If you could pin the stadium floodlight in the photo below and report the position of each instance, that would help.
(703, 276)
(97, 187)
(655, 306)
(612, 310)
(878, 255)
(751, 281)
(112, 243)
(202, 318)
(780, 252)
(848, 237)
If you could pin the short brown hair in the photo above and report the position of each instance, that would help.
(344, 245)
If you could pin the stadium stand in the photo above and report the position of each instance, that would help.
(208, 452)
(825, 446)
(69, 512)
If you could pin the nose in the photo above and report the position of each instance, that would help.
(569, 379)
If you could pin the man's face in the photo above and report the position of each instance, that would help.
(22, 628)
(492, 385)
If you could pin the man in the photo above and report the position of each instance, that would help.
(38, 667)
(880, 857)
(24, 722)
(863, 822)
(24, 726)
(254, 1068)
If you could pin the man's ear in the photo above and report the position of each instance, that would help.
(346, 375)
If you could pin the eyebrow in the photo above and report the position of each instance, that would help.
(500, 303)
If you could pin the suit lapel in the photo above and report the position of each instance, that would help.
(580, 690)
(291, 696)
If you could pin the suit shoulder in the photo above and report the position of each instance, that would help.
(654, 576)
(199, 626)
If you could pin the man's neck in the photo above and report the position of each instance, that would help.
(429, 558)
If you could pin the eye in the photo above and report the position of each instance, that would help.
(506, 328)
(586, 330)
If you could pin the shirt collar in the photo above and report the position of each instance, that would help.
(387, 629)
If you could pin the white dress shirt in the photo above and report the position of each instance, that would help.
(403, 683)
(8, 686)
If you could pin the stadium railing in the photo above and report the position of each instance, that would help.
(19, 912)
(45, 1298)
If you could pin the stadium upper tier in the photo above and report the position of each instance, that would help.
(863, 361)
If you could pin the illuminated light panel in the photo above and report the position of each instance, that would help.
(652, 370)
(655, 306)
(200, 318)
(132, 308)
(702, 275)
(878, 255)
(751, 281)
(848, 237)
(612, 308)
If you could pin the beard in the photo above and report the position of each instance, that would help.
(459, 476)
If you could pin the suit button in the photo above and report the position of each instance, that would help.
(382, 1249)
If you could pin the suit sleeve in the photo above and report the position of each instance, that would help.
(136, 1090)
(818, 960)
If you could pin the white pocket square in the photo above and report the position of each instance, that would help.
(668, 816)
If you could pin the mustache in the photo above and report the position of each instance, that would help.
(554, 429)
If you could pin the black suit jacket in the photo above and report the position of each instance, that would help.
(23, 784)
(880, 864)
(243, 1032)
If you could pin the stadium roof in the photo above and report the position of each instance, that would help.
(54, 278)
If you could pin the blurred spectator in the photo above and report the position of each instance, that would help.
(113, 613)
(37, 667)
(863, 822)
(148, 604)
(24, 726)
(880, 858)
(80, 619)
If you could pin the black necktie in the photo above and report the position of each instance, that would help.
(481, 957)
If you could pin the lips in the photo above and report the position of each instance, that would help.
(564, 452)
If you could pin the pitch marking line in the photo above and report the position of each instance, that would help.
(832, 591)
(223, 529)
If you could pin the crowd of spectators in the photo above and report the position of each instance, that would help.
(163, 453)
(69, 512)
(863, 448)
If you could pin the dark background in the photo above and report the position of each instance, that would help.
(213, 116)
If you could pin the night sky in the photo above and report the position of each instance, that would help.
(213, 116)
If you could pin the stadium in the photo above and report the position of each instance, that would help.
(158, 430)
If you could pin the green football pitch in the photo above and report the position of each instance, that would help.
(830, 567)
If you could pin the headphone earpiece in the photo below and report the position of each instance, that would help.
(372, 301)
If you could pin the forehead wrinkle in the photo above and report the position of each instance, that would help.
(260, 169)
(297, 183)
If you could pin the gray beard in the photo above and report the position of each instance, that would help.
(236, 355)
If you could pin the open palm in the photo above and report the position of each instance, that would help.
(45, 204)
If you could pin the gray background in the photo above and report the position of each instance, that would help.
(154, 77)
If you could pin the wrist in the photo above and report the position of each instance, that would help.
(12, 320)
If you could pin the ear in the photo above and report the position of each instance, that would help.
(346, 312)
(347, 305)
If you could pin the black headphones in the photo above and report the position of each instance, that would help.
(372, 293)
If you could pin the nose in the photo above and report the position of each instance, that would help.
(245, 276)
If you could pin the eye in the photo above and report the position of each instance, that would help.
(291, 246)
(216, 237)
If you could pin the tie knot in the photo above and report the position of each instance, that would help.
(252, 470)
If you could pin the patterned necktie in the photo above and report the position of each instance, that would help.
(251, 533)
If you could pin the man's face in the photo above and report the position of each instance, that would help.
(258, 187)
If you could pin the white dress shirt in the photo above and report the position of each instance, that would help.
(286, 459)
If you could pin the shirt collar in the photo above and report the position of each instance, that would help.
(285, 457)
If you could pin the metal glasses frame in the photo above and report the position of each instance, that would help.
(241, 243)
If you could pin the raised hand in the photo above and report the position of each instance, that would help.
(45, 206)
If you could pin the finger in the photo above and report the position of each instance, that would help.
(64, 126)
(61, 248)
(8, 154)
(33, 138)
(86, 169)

**********

**What you have to do**
Could you rewrite all of the entries above with "that would help" changed to "that would be appreciated" each time it occurs, leaving everything else as it is?

**Task response**
If you could pin the stadium floodlight in the photo below and report the position of each instance, that would be appreciated.
(703, 276)
(97, 187)
(655, 306)
(612, 310)
(878, 255)
(751, 281)
(112, 243)
(202, 318)
(780, 252)
(848, 237)
If you could pin the short brown hair in the photo above and report the position of each instance, that would be appreciated.
(344, 245)
If you could pin the stadium stand in the photo above and report the position of each instance, that would be appreciated.
(208, 452)
(825, 446)
(69, 512)
If you could pin the nose in the photo above and report the position of each instance, that would be appreciated.
(569, 379)
If you could pin the man's face in the photo above and report the position of each instance, that would be appreciated.
(22, 628)
(492, 385)
If you could pin the man in the photo above and report the position of each instance, that would be appreciated.
(38, 667)
(880, 857)
(24, 722)
(863, 822)
(24, 726)
(254, 1068)
If you could pin the man's ear in the photo above and report the position of each instance, that would be appreciated.
(346, 375)
If you could pin the eyebrow in the photo above and report the position of each instance, that would be appreciated.
(500, 303)
If you could pin the suit lapel in the photo above and report the position of each instance, that would be appreciated.
(580, 690)
(291, 696)
If you could pin the suit shoulder in the photo above and report the position of each instance, that would be appreciated.
(654, 576)
(199, 626)
If you could pin the man's neck in the photo above and report the position of each instance, that would be appreciated.
(429, 558)
If you could pin the eye in the photo above and report the position of each instance, that would be appreciated.
(506, 328)
(586, 330)
If you could pin the shirt collar in the photo above and report the position of each instance, that would be appreciated.
(387, 629)
If you could pin the white dress shirt in the photo above and report the position of each instance, that would be appreciated.
(403, 683)
(8, 686)
If you could pin the stadium railing in the photo above and report the position of each instance, that would be appreciated.
(19, 912)
(45, 1298)
If you could pin the stadium upper tier in the photo above and report the position of each instance, that would be appreciated.
(863, 361)
If you could pin the illuminated light panel in the photo above and report the position of each instance, that would be appreciated.
(652, 370)
(655, 306)
(200, 318)
(132, 308)
(702, 275)
(878, 255)
(751, 281)
(848, 237)
(612, 308)
If you could pin the beard in the photo above and report the position of each instance, that would be appreciated.
(459, 476)
If you could pin the suit button in the photo above and report the position of each instance, that would be appreciated.
(382, 1249)
If you could pin the suit sleeve in the photo above and report the position of each instance, that would be appreciated.
(136, 1090)
(818, 960)
If you could pin the white pocket square in the photo above and report the position of each instance, that would be appreciated.
(668, 816)
If you could pin the mustache in the photo above and report the position of each instance, that would be appreciated.
(554, 429)
If you could pin the black suit jacket in the photo above and report the position of each instance, that would be appreciated.
(23, 784)
(880, 864)
(243, 1032)
If you could pin the stadium roof in the photo above and report the position of each instance, that would be appreciated.
(54, 278)
If you could pin the blurred spectator in the photo above and report the position of each instance, that would be appreciated.
(113, 613)
(37, 667)
(863, 822)
(148, 604)
(24, 726)
(880, 858)
(80, 619)
If you could pin the black necktie in the photo above and report the position of each instance, that would be appreciated.
(481, 957)
If you could pin the lips in the photo above and report the position of each instance, that would be appreciated.
(564, 452)
If you could pin the pitch marking line in the photo above and report the position of each instance, that would be appreciated.
(832, 591)
(223, 529)
If you could pin the crowd of spectators in the photo above and report the position of each instance, that would be appreciated.
(163, 453)
(69, 512)
(863, 448)
If you could pin the dark background in the photo above and report the position of each instance, that would be appreciated.
(213, 116)
If you could pin the night sky in the photo above and report the position of each instance, that would be appreciated.
(213, 116)
If you could pin the stadium in the photo above and report the position of each instance, that would be appreciated.
(158, 430)
If you could pin the green football pitch in the photo above and report the position of each instance, that would be appreciated.
(830, 567)
If you could pin the headphone earpiece in the photo below and report the position of each instance, that would be appreciated.
(372, 301)
If you could pin the forehead wrinkle in the photo above and report the position of each instance, that would be appreciated.
(260, 169)
(297, 183)
If you could pin the gray beard in the photo above and report the position of each instance, that would be appreciated.
(236, 355)
If you could pin the open palm in the photo above and report the position of each instance, that would be appreciated.
(45, 204)
If you could pin the gray background in the photo above and report the position of each instance, that would be appreciated.
(154, 77)
If you could pin the wrist in the photo above and report the position of each instance, that would be appreciated.
(12, 320)
If you could pin the ear in the photo above and report the position of each instance, that would be appreciated.
(346, 312)
(347, 305)
If you could pin the black headphones in the photo above and report the position of each instance, that would be appreciated.
(372, 293)
If you could pin the nose in the photo above and report the position of each instance, that would be appreciated.
(245, 276)
If you could pin the eye in the photo above and report the position of each instance, that would be appreciated.
(291, 246)
(216, 237)
If you could pin the tie knot in the photo above and report the position of each instance, that would be appreciated.
(252, 470)
If you could pin the patterned necktie in the photo above and report the position of each instance, that would be appreciated.
(251, 533)
If you could pin the man's face in the photo above and report the position of each instance, that would be appreciated.
(258, 187)
If you could pin the white dress shirt in the photo above and report the position of each instance, that would be appreciated.
(286, 459)
If you could pin the shirt collar in the photo above and report the position of each instance, that would be appreciated.
(285, 457)
If you could pin the metal glasses frame in the photo above and report the position of each instance, that would be appreciated.
(241, 243)
If you could pin the raised hand in the photo above and report the position of each instance, that would be appreciated.
(45, 206)
If you could pin the finger in the photo above and report the position of each instance, that would be appreciated.
(64, 126)
(61, 248)
(8, 154)
(33, 138)
(86, 169)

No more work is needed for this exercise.